Please rewrite the records below, changing every "green grass" to "lawn" and leaving everything else untouched.

■ **EXERCISE MATERIALS**:
────────────────────

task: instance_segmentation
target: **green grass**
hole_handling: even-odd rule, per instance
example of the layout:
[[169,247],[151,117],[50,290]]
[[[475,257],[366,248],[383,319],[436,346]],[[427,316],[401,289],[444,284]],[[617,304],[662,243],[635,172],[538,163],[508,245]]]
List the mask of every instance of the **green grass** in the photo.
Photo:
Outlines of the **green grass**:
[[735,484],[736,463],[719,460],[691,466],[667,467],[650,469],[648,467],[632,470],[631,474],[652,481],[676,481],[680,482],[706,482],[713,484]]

────────────────────

■ **PROBLEM SOLUTION**:
task: instance_segmentation
target: **lawn**
hole_handling: even-odd rule, per instance
example of the layout:
[[169,247],[151,117],[50,290]]
[[[475,257],[366,248],[383,319],[436,346]],[[427,316],[401,289],[444,284]],[[617,304],[662,243],[635,172],[538,163],[508,245]]]
List the mask of every instance of the **lawn** in the photo.
Photo:
Outlines of the **lawn**:
[[735,484],[736,463],[719,460],[691,466],[667,467],[650,469],[648,467],[632,470],[631,474],[652,481],[676,481],[680,482],[706,482],[713,484]]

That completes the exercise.